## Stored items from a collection
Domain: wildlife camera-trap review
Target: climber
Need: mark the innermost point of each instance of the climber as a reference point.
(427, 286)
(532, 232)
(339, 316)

## DIRECTION
Return the material in full, exactly as shown.

## RESULT OF THE TASK
Domain: wildlife camera-trap review
Target: climber
Need: mark the innermost point of each instance of the climber as a reference point.
(427, 286)
(532, 232)
(339, 316)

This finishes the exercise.